§ **TEXT EXTRACT**:
--- Start ---
I will use AC Delco filters till 100,000 miles. Don't want GM to balk at any engine repairs.


----------



## finklejag (Jul 9, 2011)

The majority of cars these days use a Cartridge style oil filter. The German manufacturers have been using them forever. They are not going to just fall apart.

Just buy the ACDelco Hengst made one from the dealer.


----------



## NBrehm (Jun 27, 2011)

Gritts said:


> I've changed the oil in my Cruze once so far (at 3000 miles). I used a Fram because that's all I could find. The thing is made from some kind of paper for the filter element and the ends are some kind of plastic. I would really be curious how other filters are made. The Fram's filter media doesn't look to be much. Looks like it would be real easy for the paper part to disintegrate and go into the engine because there's not a wire basket to reinforce the filter. How are the other manufacturer's filters made?? :question:


They are all paper and plastic but the quality of the media varies by company. The 2 best choices right now are the Napa Gold/Wix filter (they are both made by wix) and the stock Delco.


----------



## Dale_K (Jul 16, 2011)

I think the Germans love their paper cartridge filters. I've got an old Porsche Boxster and it has the same thing except it's a bottom mount. Wasn't this motor designed in Germany by Opel?


----------



## Crewz (Jul 12, 2011)

The dealer I bought my Cruze from does oil changes for $11.95. I think I'll let them do it at that price.
--- End ---
§ **ACTIONS TO TAKE**:
[1] In the oil filter thread, rewrite the passage from "I think the" to "Germany by Opel?", changing "Porsche Boxster" to "Audi TT".
[2] Answer these questions from the oil filter thread:
(a) How much does the dealer where Crewz bought the Cruze charge for an oil change?
(b) What two filters does NBrehm call the best choices?
(c) At what mileage did Gritts change the oil in the Cruze?

§ **STORED RECORDS**:
--- Start ---
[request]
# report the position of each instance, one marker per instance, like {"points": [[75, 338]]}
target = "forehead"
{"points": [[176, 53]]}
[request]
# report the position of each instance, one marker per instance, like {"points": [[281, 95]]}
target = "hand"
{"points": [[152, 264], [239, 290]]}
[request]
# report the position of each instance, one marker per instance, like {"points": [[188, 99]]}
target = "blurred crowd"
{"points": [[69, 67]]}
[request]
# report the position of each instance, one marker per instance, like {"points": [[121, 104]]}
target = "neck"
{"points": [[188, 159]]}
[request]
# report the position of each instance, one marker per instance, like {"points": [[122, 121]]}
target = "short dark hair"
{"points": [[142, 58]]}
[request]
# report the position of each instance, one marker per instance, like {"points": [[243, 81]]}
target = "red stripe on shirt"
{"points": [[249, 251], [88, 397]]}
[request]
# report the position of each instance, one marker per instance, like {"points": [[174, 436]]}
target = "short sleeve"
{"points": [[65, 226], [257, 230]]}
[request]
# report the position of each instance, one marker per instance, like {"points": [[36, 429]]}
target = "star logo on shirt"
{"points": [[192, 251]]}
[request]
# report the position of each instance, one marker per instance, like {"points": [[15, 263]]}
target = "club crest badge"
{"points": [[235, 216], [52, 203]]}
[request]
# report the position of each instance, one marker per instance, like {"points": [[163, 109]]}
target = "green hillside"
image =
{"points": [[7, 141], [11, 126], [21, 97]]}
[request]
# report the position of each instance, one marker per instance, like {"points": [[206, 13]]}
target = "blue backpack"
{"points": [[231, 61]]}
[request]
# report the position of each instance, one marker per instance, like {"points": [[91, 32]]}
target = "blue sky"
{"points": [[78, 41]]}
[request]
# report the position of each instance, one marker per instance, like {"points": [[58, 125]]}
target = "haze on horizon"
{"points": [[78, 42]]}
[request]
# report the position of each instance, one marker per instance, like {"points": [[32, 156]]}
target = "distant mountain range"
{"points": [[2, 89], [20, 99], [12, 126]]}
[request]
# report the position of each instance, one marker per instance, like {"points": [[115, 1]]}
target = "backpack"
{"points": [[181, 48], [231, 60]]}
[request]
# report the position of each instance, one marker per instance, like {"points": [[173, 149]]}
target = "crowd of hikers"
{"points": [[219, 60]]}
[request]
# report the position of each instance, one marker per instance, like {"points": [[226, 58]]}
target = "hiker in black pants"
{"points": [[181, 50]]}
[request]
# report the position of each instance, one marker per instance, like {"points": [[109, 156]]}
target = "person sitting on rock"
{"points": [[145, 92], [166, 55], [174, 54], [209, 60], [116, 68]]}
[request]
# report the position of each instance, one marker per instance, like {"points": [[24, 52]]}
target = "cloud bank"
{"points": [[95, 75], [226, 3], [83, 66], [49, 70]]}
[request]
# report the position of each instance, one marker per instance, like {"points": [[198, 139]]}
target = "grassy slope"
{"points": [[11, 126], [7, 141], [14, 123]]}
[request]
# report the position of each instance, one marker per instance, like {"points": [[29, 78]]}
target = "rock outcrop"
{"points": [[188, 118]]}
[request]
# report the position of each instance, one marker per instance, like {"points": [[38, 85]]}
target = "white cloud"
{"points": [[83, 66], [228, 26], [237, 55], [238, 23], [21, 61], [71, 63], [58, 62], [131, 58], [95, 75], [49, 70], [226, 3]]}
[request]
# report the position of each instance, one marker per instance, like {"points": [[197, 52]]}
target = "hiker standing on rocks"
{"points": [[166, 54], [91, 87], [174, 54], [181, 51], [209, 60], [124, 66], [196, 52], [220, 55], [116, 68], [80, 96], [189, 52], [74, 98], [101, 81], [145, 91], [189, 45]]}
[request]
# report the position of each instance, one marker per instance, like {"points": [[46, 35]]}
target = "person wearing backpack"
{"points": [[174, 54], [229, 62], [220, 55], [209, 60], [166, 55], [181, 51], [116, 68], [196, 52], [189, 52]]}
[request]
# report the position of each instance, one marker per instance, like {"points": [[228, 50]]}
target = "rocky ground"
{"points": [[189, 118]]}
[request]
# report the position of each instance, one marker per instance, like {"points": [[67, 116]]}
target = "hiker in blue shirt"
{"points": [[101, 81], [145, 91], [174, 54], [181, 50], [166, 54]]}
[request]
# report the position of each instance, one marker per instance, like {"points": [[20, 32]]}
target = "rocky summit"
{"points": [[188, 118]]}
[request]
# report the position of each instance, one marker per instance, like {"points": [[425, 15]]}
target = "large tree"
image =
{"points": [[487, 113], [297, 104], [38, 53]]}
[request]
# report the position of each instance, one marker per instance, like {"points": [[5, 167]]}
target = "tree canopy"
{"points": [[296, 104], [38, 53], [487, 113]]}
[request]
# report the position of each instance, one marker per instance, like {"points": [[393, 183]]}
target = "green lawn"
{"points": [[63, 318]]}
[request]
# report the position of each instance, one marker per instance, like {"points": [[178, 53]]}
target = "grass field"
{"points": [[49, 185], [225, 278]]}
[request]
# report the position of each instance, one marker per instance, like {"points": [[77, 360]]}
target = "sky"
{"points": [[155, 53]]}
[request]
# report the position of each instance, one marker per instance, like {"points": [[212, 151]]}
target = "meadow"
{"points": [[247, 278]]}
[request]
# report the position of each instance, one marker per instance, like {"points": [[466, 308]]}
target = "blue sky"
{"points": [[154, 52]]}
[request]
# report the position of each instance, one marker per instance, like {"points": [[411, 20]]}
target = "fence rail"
--- End ---
--- Start ---
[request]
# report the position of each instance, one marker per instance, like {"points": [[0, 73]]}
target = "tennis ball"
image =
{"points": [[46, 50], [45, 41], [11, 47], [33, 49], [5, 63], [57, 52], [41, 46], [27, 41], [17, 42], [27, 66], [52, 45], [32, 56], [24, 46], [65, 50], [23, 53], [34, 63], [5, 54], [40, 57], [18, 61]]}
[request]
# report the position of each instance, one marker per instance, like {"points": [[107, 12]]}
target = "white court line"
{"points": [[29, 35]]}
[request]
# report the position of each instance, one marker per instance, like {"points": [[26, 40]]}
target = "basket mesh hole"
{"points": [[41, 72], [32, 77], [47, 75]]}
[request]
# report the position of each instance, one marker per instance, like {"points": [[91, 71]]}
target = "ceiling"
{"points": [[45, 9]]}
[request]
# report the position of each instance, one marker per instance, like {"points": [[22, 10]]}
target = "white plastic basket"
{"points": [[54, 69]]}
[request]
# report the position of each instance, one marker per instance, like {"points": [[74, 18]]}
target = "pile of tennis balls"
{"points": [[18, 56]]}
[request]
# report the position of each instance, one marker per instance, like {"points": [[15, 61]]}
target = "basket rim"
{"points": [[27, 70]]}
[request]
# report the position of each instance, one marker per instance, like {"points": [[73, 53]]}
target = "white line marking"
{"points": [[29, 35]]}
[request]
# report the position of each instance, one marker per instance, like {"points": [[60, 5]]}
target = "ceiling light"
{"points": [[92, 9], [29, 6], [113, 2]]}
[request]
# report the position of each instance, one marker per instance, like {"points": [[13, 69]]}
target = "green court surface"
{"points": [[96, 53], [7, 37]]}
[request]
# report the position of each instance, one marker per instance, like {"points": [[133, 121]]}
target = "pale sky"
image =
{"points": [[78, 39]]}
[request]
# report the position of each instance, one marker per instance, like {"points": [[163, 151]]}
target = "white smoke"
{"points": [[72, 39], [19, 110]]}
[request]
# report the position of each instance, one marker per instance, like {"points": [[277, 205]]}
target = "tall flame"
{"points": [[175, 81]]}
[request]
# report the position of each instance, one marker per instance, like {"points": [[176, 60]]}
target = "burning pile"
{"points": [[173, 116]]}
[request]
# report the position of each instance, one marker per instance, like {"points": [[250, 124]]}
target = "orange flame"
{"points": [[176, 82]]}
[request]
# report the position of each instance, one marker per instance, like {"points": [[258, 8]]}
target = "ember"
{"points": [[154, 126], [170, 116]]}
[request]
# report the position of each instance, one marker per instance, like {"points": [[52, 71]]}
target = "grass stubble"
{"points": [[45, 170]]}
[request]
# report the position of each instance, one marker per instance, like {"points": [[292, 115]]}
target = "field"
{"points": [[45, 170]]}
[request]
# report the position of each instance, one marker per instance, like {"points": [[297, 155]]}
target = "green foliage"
--- End ---
§ **ANSWERS FOR THIS EXERCISE**:
[1]
I think the Germans love their paper cartridge filters. I've got an old Audi TT and it has the same thing except it's a bottom mount. Wasn't this motor designed in Germany by Opel?

[2]
(a) $11.95
(b) The Napa Gold/Wix filter and the stock Delco
(c) 3000 miles